[DIRECTION]:
Write out the records again, swapping every "that would help" for "that would be useful" and keeping everything else the same.

[INPUT RECORDS]:
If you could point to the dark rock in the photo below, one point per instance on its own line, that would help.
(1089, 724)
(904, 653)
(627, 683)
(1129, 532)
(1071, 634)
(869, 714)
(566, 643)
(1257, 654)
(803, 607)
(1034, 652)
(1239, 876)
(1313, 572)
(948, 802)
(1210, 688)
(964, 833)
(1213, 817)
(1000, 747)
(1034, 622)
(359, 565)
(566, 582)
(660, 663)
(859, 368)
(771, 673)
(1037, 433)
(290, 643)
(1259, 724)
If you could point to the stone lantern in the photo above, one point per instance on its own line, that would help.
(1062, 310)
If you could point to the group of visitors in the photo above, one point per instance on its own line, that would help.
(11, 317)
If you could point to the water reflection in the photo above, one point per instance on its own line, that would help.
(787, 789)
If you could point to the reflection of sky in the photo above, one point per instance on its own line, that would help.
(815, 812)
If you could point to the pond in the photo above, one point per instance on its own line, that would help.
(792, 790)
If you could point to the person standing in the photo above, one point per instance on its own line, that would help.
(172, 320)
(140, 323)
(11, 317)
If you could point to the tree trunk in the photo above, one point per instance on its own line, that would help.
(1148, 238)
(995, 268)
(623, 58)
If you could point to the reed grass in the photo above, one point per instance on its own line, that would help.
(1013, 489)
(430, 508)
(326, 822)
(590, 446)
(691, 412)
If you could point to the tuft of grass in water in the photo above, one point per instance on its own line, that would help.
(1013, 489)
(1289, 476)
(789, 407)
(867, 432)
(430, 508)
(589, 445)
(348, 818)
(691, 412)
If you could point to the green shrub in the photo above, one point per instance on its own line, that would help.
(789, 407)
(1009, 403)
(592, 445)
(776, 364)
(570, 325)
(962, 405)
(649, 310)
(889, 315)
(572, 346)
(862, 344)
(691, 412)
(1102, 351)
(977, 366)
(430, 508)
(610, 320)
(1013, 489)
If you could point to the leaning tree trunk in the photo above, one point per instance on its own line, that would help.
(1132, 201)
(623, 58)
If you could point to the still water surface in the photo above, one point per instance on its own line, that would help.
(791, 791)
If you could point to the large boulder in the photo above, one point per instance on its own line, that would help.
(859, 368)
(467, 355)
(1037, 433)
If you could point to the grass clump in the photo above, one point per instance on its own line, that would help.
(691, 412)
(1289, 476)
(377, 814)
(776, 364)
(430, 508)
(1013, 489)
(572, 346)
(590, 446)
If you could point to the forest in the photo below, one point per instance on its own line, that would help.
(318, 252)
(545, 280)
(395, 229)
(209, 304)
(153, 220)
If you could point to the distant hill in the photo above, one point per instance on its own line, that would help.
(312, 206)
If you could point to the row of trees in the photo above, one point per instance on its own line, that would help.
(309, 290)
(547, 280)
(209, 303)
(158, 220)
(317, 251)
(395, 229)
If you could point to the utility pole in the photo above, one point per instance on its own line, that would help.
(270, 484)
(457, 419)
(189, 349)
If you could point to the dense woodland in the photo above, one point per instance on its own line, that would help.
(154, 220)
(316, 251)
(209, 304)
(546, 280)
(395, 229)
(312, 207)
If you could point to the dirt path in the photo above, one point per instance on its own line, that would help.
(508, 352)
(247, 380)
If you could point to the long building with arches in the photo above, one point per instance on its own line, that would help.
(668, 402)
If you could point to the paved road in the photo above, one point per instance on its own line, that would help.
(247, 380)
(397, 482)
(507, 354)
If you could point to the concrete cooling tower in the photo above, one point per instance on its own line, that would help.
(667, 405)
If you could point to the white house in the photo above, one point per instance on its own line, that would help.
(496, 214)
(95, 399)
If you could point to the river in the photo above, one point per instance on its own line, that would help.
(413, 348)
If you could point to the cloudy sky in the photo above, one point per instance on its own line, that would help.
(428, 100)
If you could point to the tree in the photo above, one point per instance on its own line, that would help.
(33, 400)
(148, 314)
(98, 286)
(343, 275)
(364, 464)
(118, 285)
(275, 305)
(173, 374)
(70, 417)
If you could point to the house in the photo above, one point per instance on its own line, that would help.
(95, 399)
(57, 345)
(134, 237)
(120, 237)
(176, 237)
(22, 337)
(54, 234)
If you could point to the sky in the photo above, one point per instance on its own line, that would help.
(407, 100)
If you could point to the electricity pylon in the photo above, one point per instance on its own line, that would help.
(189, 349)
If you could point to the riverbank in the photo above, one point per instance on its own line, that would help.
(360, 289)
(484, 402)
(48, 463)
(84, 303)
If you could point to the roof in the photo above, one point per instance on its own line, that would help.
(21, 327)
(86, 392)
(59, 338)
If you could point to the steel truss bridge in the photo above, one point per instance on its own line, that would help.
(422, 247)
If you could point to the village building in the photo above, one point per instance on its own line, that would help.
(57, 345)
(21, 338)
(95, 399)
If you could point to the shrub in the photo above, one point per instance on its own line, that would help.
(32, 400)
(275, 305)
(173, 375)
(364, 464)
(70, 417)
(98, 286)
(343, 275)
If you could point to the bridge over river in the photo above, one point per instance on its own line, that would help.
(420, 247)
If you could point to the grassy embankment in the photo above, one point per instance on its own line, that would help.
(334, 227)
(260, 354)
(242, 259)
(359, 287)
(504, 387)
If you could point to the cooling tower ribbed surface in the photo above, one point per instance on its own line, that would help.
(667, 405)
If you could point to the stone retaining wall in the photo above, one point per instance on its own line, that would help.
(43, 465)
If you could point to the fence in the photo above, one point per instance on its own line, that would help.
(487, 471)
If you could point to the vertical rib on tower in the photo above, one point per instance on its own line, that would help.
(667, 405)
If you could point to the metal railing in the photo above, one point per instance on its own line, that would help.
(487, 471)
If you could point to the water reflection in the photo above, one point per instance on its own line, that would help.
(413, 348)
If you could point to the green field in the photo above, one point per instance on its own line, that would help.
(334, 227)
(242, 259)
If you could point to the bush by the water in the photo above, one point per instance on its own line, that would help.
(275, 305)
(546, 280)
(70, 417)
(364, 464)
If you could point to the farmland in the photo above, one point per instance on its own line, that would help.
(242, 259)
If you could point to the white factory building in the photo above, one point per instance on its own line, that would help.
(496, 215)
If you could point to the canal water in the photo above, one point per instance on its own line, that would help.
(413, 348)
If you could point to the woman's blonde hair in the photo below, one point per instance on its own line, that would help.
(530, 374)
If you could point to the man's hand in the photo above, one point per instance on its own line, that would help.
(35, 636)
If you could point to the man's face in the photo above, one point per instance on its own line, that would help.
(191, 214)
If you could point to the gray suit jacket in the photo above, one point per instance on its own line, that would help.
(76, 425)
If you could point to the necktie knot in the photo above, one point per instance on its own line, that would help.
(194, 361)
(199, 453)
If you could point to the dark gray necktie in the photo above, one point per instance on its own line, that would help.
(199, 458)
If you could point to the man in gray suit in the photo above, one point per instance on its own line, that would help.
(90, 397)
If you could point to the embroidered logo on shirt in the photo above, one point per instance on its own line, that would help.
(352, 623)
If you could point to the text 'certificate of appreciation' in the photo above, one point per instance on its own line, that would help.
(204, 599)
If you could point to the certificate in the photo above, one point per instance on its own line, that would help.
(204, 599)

[FULL OUTPUT]:
If you could point to the dark rock in the photo below, one point per instance on its own line, that would be useful.
(1089, 724)
(904, 653)
(627, 683)
(1129, 532)
(1071, 634)
(869, 714)
(566, 643)
(1257, 654)
(803, 607)
(1034, 652)
(1239, 876)
(1313, 572)
(948, 802)
(1210, 688)
(964, 833)
(1213, 817)
(1000, 747)
(1034, 622)
(359, 565)
(566, 582)
(660, 663)
(859, 368)
(771, 673)
(1037, 433)
(290, 643)
(1259, 724)
If you could point to the stone lantern in the photo above, one point per instance on its own line, that would be useful.
(1062, 310)
If you could point to the group of visitors in the photo above, one point per instance on its own line, that would be useful.
(11, 317)
If you could point to the water reflection in the photo above, one point per instance on its own line, that would be useful.
(787, 789)
If you could point to the reflection of sky in the photo above, one point per instance on its own line, that would be useful.
(815, 812)
If you could point to the pond in the photo above, one point per instance on its own line, that would be useful.
(792, 790)
If you could point to the person standing in the photo above, one point per instance on its own line, that would be useful.
(172, 320)
(140, 323)
(11, 317)
If you could point to the tree trunk in the photo above, one point per instance on its own line, that would be useful.
(1148, 238)
(995, 268)
(623, 58)
If you could point to the reed grass in the photo above, one point per instance on its own line, that would be useful.
(1013, 489)
(430, 508)
(326, 822)
(590, 446)
(691, 412)
If you could point to the tuft of grass in water in the photo above, one point per instance on its own line, that would be useful.
(1013, 489)
(1289, 476)
(789, 407)
(867, 432)
(430, 508)
(589, 445)
(348, 818)
(691, 412)
If you could point to the green shrub in the photo above, one point per instance on its own line, that would be useful.
(789, 407)
(1009, 403)
(592, 445)
(776, 364)
(570, 325)
(962, 405)
(649, 310)
(889, 315)
(572, 346)
(862, 344)
(691, 412)
(1102, 351)
(977, 366)
(430, 508)
(610, 320)
(1013, 489)
If you could point to the leaning tree trunk in the photo above, one point per instance on its own line, that would be useful.
(1132, 201)
(623, 58)
If you could point to the still water surface in the photo above, one point per instance on its own line, that would be useful.
(791, 791)
If you could point to the large boulder in the photo above, one point per instance on its own line, that would be useful.
(859, 368)
(467, 355)
(1037, 433)
If you could point to the grass clump in the photo above, one point per instance on its own line, that would be useful.
(691, 412)
(1289, 476)
(377, 814)
(776, 364)
(430, 508)
(1013, 489)
(572, 346)
(590, 446)
If you could point to the forest in the photo below, one point per instance on its own line, that would be useful.
(318, 252)
(545, 280)
(395, 229)
(209, 304)
(153, 220)
If you could point to the distant hill in the photo above, one point per instance on its own line, that would be useful.
(312, 206)
If you could point to the row of trees in the photo above, one point per instance on its own line, that would be useful.
(309, 290)
(547, 280)
(209, 303)
(158, 220)
(317, 251)
(395, 229)
If you could point to the utility pole in the photo above, one point per instance on its own line, that would be useful.
(270, 484)
(457, 419)
(189, 349)
If you could point to the dense woodland in the photo above, one point per instance on its own line, that would be useful.
(154, 220)
(316, 251)
(209, 304)
(546, 280)
(395, 229)
(312, 207)
If you could point to the dirt path in the photo above, one point per instance on its own line, that would be useful.
(508, 352)
(247, 380)
If you could point to the long building with arches in the photo above, one point per instance on its own line, that would be useful.
(668, 402)
If you could point to the paved road in the photo above, one point per instance on its own line, that would be useful.
(247, 380)
(397, 482)
(507, 354)
If you could point to the concrete cooling tower in the photo above, one point per instance on its own line, that would be useful.
(667, 405)
If you could point to the white house in the photo above, one point per instance on its own line, that would be useful.
(496, 214)
(95, 399)
If you could point to the river in the photo above, one point per instance on its own line, that would be useful.
(413, 348)
If you could point to the cloudy sky in the photo above, one point per instance on its own line, that would be useful.
(428, 100)
If you could point to the tree in the photo above, one point per instance on its own line, that would be useful.
(33, 400)
(148, 314)
(98, 286)
(343, 275)
(364, 464)
(118, 285)
(275, 305)
(173, 374)
(70, 417)
If you could point to the house in the photo above, one point per instance on its own line, that would be useful.
(95, 399)
(57, 345)
(134, 237)
(120, 237)
(176, 237)
(22, 337)
(54, 234)
If you could point to the sky in the photo above, one point per instance on its own line, that would be useful.
(407, 100)
If you could point to the electricity pylon in the photo above, one point per instance on its own line, that would be useful.
(189, 349)
If you could point to the riverbank in the photo above, one point per instance on its own line, that would be useful.
(360, 289)
(484, 402)
(48, 463)
(84, 303)
If you could point to the roof in the photo above, one point per instance on its own line, that would be useful.
(21, 327)
(86, 392)
(59, 338)
If you could point to the steel truss bridge in the photo above, one point per instance on its own line, that would be useful.
(422, 247)
If you could point to the village building in the photo above, one point per instance on its own line, that would be useful.
(57, 345)
(21, 338)
(95, 399)
If you could point to the shrub in the photo above, one point per instance on its own line, that would be useful.
(32, 400)
(275, 305)
(173, 375)
(364, 464)
(70, 417)
(98, 286)
(343, 275)
If you could point to the bridge over river in the photo above, one point per instance on its own line, that would be useful.
(420, 247)
If you could point to the grassy embankment in the photo above, one point per instance on its own line, that would be useful.
(334, 227)
(260, 354)
(242, 259)
(359, 287)
(504, 387)
If you could point to the cooling tower ribbed surface in the photo above, one point per instance on its own line, that would be useful.
(667, 405)
If you could point to the stone retaining wall in the photo above, one point per instance on its own line, that would be useful.
(43, 465)
If you could point to the fence in the photo above, one point per instance on its own line, that would be useful.
(487, 471)
If you could point to the vertical rib on tower in the photo above, one point per instance on its own line, that would be useful.
(667, 405)
If you could point to the metal railing in the photo above, one point per instance on its own line, that would be useful.
(487, 471)
If you could point to the water reflection in the photo above, one point per instance on its own line, that would be useful.
(413, 348)
If you could point to the green field in the photo above, one point per instance on its own line, that would be useful.
(334, 227)
(242, 259)
If you could point to the bush by the water in the photo above, one point per instance on its own line, that would be useful.
(275, 305)
(546, 280)
(70, 417)
(364, 464)
If you could point to the farmland in the photo above, one point per instance on its own line, that would be useful.
(242, 259)
If you could point to the white factory building in the photo above, one point per instance on its own line, that would be useful.
(496, 215)
If you could point to the canal water in the photo above, one point per instance on its own line, that would be useful.
(413, 348)
If you could point to the woman's blonde hair in the photo below, one point per instance on its own line, that would be useful.
(530, 374)
If you could point to the man's hand in the photo above, one point per instance on its own line, that would be useful.
(35, 636)
If you could point to the man's face in the photo above, one point per instance on its own line, that would be useful.
(191, 214)
If you could point to the gray suit jacket in the photo above, one point per instance on its own line, that would be useful.
(76, 425)
If you could point to the necktie knot in the photo above, one point per instance on its own line, that would be useful.
(194, 361)
(199, 453)
If you could point to the dark gray necktie in the photo above, one point per instance on its own line, that would be useful.
(199, 458)
If you could point to the man in gray suit in the photo above, one point per instance on its own line, that would be useful.
(90, 397)
If you could point to the embroidered logo on shirt in the photo above, one point per instance on its own line, that would be useful.
(352, 623)
If you could point to the text 'certificate of appreciation' in the photo above, one point per instance on its own line, that would be useful.
(204, 599)
If you could point to the certificate in the photo above, one point per instance on its own line, that would be useful.
(204, 599)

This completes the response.